◆ **OPDRACHT**: Welke wetten worden in het fragment hieronder over de Tijdelijke noodwet betaalbare energie met hun naam genoemd? Tel de titel van het wetsvoorstel zelf ook mee.

Bij brief van de Voorzitter van de Tweede Kamer der Staten-Generaal van 24 februari 2022 heeft de Tweede Kamer, bij de Afdeling advisering van de Raad van State ter overweging aanhangig gemaakt het voorstel van wet van de leden Kops en Edgar Mulder tot wijziging van de Wet op de omzetbelasting 1968 en de Belastingwet BES inzake het tijdelijk onder het nultarief plaatsen van energie en tot wijziging van de begrotingsstaat van het gemeentefonds voor het jaar 2022 inzake het extra compenseren van huishoudens (Tijdelijke noodwet betaalbare energie), met memorie van toelichting.
Het voorstel voorziet in een tijdelijke verlaging van de BTW naar nul procent voor het niet-zakelijk gebruik van aardgas en elektriciteit, alsmede in een verhoging van het budget voor de energietoeslag met € 400 miljoen. Het voorstel is ingegeven door de sterk gestegen energieprijzen.
De Afdeling advisering van de Raad van State merkt op dat de noodzakelijke kwaliteit van beleid en wetgeving meebrengen dat niet alleen een beoogd doel in de vorm van een wetsvoorstel wordt kenbaar gemaakt, maar dat de doelmatigheid en doeltreffendheid van het voorstel (zie ook artikel 3.1 Comptabiliteitswet 2016) verzekerd moeten zijn. Ook de verhouding tot hoger recht, in dit geval het EU-recht, moet duidelijk zijn.
Over de uitvoerbaarheid en handhaafbaarheid van het voorstel moet eveneens duidelijkheid bestaan. Moeizaam- of niet-uitvoerbare en niet-handhaafbare voorstellen dienen te worden vermeden. Over de opzet en vormgeving van een wetsvoorstel moet eveneens in de toelichting op zorgvuldige wijze verantwoording worden afgelegd. In dit voorstel en de toelichting daarbij kleven aan veel van deze aspecten gebreken.

◆ **GEGEVENS**:
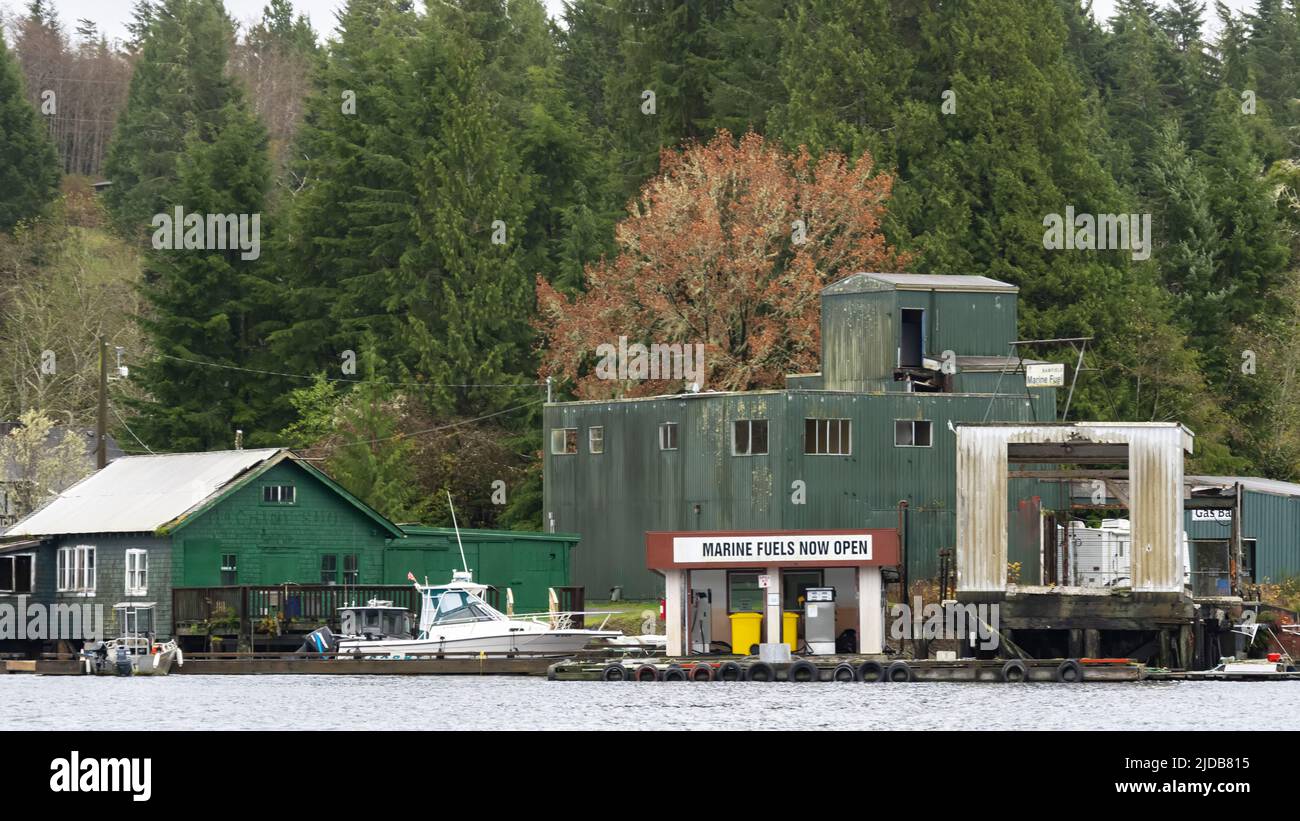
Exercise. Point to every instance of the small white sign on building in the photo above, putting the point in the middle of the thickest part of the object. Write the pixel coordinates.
(1044, 376)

◆ **ANTWOORD**:
- Wet op de omzetbelasting 1968
- Belastingwet BES
- Tijdelijke noodwet betaalbare energie
- Comptabiliteitswet 2016